*** Recorded data ***
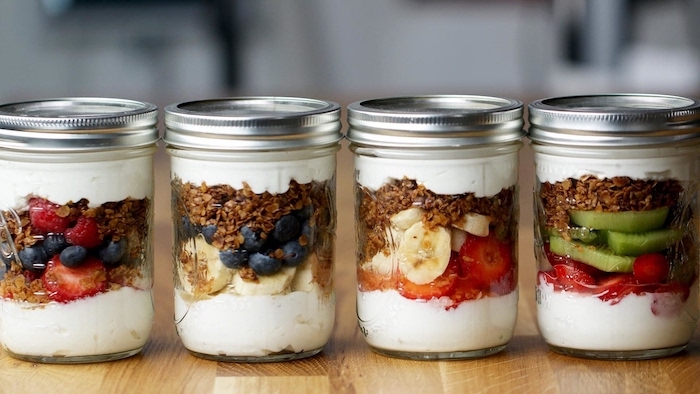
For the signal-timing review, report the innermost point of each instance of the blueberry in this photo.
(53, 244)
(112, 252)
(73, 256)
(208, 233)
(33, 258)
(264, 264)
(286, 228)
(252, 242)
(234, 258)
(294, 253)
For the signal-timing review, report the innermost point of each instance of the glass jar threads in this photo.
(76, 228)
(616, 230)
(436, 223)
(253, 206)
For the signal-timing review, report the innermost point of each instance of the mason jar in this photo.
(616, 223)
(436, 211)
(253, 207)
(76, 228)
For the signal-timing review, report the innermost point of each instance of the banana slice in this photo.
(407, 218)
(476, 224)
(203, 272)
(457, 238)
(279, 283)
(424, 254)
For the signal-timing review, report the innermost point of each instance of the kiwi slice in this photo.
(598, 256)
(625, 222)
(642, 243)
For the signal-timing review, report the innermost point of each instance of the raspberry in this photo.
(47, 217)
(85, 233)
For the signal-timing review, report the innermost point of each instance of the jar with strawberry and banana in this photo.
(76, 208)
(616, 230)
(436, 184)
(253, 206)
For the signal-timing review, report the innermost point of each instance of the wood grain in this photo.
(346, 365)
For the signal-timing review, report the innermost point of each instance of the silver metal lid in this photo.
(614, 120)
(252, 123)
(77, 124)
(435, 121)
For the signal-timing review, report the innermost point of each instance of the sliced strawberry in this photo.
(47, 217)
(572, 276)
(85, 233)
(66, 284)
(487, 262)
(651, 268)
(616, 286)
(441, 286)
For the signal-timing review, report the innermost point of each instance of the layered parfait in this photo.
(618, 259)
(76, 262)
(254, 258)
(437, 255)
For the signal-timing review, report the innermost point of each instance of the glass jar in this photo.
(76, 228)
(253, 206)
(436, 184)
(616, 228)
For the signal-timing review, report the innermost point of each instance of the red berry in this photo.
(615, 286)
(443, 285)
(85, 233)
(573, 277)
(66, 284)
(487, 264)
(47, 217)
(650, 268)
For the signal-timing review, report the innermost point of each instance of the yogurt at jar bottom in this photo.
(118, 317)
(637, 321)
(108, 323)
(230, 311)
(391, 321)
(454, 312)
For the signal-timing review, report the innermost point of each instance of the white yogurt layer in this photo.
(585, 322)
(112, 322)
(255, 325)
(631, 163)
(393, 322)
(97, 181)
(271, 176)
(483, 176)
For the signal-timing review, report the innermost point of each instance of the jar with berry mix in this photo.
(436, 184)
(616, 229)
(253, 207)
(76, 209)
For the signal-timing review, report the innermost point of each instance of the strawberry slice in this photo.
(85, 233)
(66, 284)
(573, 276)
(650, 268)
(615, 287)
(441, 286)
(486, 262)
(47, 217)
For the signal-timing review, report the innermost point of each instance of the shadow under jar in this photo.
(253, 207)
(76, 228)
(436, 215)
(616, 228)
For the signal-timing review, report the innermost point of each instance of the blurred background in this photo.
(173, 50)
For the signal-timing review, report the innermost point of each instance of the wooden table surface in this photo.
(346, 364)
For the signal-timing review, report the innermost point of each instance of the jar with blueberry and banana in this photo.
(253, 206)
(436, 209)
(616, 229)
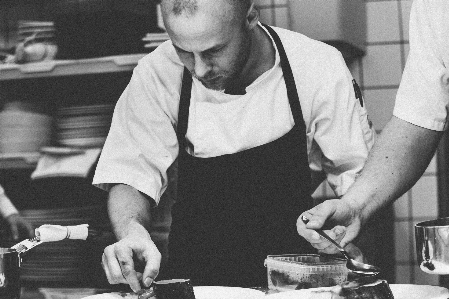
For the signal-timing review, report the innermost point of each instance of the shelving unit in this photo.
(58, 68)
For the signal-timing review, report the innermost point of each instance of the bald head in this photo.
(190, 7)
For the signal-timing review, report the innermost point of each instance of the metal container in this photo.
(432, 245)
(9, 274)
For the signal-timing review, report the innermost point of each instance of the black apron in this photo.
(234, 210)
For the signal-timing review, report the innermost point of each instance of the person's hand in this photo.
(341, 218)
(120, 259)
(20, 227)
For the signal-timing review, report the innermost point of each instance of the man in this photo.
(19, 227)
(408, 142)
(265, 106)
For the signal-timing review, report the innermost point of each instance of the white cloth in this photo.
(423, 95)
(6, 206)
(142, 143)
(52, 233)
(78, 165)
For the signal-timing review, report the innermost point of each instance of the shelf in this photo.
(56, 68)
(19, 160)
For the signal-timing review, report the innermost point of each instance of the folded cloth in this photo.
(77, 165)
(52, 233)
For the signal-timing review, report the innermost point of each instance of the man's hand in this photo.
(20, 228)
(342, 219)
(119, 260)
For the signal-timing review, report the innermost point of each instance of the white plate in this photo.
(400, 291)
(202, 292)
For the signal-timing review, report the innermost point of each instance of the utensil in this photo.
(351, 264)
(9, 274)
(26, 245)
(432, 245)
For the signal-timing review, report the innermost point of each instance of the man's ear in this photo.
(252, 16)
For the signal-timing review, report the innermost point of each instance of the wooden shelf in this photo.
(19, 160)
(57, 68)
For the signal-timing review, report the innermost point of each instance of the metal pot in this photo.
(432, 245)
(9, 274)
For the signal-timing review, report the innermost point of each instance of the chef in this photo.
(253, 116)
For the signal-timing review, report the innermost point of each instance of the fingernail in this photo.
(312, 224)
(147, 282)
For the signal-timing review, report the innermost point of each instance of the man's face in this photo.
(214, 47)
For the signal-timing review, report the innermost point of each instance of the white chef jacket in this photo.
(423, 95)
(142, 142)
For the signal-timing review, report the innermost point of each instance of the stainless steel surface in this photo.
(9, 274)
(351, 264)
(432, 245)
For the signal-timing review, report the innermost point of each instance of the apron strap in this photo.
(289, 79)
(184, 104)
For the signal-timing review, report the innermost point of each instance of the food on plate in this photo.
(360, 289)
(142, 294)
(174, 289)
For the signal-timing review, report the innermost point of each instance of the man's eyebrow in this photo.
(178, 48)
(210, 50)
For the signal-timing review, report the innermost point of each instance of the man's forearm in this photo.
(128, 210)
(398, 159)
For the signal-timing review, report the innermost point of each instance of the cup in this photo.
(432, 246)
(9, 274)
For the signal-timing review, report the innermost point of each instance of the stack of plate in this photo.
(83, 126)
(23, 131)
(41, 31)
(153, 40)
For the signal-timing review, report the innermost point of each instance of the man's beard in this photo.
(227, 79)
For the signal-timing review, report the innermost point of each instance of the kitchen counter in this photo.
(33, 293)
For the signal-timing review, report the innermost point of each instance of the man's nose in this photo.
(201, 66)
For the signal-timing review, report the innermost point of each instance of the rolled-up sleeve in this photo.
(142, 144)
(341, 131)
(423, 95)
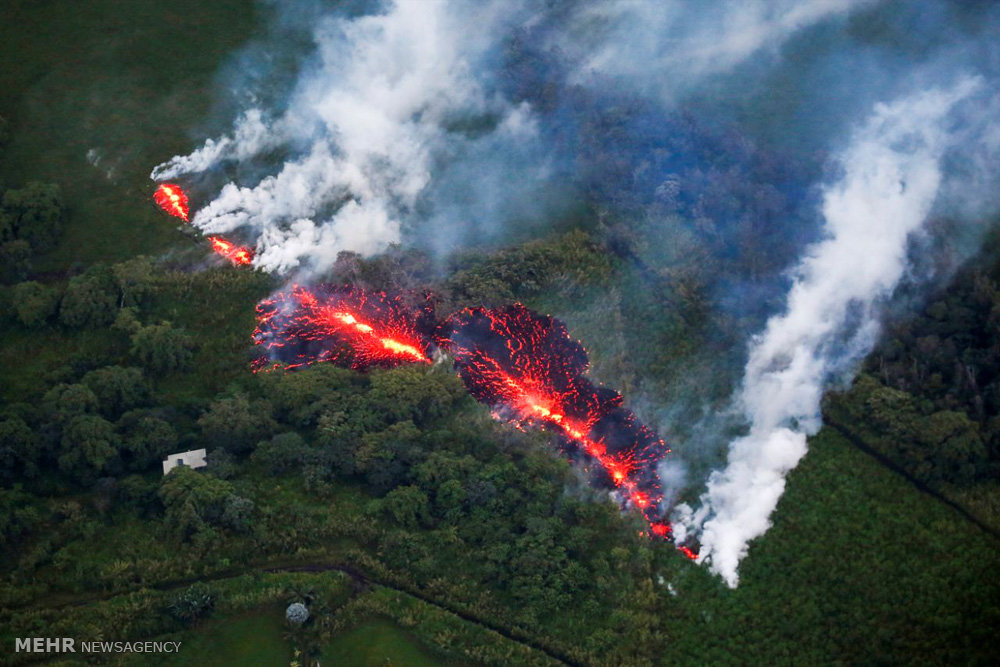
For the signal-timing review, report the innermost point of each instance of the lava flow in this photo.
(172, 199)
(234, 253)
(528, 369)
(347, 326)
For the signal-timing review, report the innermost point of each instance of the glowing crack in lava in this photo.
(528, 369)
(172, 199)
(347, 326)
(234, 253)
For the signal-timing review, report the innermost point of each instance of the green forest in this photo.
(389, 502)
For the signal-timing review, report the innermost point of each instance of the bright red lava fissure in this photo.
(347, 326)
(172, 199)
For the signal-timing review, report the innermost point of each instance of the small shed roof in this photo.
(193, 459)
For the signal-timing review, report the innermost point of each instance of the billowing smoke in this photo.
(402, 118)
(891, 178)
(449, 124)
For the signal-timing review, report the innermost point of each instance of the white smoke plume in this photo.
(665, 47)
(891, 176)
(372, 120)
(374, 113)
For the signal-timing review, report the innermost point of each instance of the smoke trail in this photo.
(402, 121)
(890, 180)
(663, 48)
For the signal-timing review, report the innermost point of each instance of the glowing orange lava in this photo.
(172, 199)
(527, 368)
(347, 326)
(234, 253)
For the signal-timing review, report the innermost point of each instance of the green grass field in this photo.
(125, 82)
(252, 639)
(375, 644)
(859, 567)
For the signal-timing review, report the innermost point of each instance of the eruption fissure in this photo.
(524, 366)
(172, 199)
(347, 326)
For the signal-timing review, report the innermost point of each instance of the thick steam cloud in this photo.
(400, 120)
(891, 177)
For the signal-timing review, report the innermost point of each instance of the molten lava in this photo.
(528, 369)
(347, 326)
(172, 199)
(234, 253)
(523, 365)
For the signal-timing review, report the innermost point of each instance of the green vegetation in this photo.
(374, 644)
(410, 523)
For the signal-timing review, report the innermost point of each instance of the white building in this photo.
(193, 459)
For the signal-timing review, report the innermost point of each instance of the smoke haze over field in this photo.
***
■ Prompt: Through the last line of the entries above, beginning at the line containing "flow in this photo.", transcribe each line exactly, both ends included and nothing more.

■ The result:
For the signal-timing review, report the innermost point of each instance of the lava flow in this photo.
(172, 199)
(234, 253)
(528, 369)
(347, 326)
For the signal-timing review, report the innermost point of each instance of the glowing crack in lava in this photo.
(528, 369)
(172, 199)
(347, 326)
(234, 253)
For the signal-timing review, report the innermost point of each instance of the green forest in this photo.
(389, 502)
For the signal-timing review, report the innermost point of each instance of the bright red lava fissure in this photo.
(347, 326)
(172, 199)
For the signal-timing review, report the innermost point of each instance of the small shed roof in this photo.
(193, 459)
For the signal-timing review, report the innermost point of each instance of the billowing smoke in this photo.
(402, 118)
(891, 178)
(449, 124)
For the signal-timing review, report the innermost point of each instance of the white smoke plume in this photo.
(665, 47)
(891, 176)
(372, 120)
(374, 113)
For the signal-timing review, report the innermost point of each instance of the smoke trail in this photo.
(402, 121)
(890, 180)
(663, 48)
For the signal-timing review, report the innermost point of each instance of the glowing orange lava in this photo.
(172, 199)
(527, 368)
(347, 326)
(234, 253)
For the signal-timing review, report the innermost point of each instance of the green grass field in this photo.
(125, 82)
(252, 639)
(375, 644)
(859, 567)
For the signal-timing review, report the innermost point of each instance of the eruption fissure in this photo.
(524, 366)
(172, 199)
(347, 326)
For the signal-timing review, report the innermost point of each instance of the thick steam cloud in this photo.
(400, 120)
(891, 177)
For the signal-timing review, report the innermost point of each instance of the molten lava in this photo.
(528, 369)
(347, 326)
(172, 199)
(234, 253)
(523, 365)
For the signal-timing review, report the innermost point of each instance of the green vegetation in this photo.
(374, 644)
(410, 523)
For the signal-timing review, report the innermost point of each instance of the white building in this photo.
(193, 459)
For the signal-timing review, report the innermost point of each instance of the smoke haze over field in this photo.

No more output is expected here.